▶ _Instructions to follow_: Only the lines from the one containing "Each instance receives one keypoint. Annotate the tree in" through the end of the entries should be repeated, exactly as they appear, first and last included.

▶ _Supplied material_:
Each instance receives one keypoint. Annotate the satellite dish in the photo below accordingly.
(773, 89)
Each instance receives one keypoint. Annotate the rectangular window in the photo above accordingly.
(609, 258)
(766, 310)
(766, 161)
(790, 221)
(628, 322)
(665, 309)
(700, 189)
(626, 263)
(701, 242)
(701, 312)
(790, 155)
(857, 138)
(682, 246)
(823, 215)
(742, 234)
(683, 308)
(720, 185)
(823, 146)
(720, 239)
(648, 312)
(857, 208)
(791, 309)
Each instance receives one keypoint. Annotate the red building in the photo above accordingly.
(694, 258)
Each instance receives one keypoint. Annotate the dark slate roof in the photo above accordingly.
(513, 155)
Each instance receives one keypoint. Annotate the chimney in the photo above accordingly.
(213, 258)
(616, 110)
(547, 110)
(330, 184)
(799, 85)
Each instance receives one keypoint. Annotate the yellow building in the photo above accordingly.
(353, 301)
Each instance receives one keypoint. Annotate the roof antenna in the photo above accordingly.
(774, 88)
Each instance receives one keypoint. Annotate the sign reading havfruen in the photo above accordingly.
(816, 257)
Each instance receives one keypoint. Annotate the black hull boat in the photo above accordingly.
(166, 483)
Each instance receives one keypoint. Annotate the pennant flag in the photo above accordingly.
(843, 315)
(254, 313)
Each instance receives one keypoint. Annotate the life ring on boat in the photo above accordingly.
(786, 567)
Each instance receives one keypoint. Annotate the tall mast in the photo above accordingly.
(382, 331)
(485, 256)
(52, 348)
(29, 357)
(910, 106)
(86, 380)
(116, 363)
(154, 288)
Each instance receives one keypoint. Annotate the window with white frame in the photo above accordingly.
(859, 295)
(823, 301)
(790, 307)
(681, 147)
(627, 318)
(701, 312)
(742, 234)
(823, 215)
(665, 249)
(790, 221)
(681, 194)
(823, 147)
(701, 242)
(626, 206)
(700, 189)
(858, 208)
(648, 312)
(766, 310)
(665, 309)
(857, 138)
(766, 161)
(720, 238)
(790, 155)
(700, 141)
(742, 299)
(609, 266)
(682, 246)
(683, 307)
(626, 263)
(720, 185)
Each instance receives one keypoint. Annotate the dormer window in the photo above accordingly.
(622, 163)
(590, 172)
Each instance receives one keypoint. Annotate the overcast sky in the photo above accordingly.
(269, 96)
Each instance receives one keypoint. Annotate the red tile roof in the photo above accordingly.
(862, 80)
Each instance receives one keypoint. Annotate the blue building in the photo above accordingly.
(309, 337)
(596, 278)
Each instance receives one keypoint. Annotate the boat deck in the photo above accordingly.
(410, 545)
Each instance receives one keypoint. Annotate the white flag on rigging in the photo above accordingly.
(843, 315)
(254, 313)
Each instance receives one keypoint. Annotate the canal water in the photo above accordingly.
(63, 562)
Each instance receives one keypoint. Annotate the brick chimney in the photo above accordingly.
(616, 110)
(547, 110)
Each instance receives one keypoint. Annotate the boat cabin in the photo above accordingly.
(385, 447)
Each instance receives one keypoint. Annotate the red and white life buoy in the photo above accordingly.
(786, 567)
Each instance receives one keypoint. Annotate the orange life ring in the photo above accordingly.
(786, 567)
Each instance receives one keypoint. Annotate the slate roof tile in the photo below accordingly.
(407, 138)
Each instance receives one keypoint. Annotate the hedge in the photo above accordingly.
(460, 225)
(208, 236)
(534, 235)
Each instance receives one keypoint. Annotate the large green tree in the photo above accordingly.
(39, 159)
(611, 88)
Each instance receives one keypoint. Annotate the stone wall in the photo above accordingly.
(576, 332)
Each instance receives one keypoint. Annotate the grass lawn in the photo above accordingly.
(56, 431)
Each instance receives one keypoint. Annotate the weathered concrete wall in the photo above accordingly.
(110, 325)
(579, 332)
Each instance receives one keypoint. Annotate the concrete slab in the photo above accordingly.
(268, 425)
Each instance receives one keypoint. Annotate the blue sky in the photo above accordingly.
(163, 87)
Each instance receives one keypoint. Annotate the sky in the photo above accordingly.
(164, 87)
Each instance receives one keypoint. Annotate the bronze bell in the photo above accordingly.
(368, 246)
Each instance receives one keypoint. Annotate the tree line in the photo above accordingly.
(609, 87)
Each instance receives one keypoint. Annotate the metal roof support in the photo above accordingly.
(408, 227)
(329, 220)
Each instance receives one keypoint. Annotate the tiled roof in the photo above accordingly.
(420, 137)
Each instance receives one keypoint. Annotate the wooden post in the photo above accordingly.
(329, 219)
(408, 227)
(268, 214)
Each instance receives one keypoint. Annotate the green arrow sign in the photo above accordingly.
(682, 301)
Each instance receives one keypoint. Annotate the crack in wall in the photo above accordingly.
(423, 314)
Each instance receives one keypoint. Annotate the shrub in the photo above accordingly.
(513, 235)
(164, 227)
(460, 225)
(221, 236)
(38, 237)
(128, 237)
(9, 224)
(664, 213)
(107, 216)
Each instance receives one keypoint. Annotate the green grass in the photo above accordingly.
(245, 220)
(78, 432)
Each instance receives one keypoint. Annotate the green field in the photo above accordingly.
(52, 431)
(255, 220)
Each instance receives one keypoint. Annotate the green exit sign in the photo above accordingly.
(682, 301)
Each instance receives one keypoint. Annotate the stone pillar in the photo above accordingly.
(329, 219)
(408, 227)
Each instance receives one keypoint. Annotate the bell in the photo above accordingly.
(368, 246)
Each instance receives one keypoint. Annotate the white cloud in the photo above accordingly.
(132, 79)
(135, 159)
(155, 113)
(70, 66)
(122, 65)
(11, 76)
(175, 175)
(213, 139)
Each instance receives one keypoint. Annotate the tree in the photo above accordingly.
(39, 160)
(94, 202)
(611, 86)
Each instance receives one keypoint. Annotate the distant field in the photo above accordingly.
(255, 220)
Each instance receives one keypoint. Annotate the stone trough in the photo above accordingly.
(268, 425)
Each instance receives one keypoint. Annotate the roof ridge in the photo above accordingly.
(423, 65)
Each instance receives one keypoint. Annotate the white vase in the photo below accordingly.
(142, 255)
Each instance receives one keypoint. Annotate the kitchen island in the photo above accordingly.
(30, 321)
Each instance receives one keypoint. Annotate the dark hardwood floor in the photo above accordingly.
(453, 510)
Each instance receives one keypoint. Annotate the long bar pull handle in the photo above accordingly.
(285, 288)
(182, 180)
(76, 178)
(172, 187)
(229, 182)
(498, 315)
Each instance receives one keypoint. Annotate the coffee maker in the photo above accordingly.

▶ _Solution to the problem_:
Each instance receives one keypoint. Annotate the tree in the photo above accordingly.
(39, 160)
(94, 202)
(611, 86)
Each instance receives one keypoint. Annotate the distant field in the photo above accordingly.
(255, 220)
Each instance receives one keypoint. Annotate the stone trough in the photo above accordingly.
(268, 425)
Each instance receives one keypoint. Annotate the roof ridge in the photo above accordingly.
(423, 65)
Each instance receives one keypoint. Annotate the white vase in the photo below accordingly.
(142, 255)
Each instance receives one keypoint. Annotate the kitchen island in the photo above accordingly.
(30, 321)
Each instance receives one keypoint. Annotate the dark hardwood floor in the photo above accordingly.
(453, 510)
Each instance receives one keypoint. Annotate the long bar pull handle in the photo above accordingly.
(285, 288)
(182, 180)
(76, 178)
(172, 187)
(229, 182)
(498, 315)
Each instance receives one keypoint. Annotate the coffee maker in the photo above accordingly.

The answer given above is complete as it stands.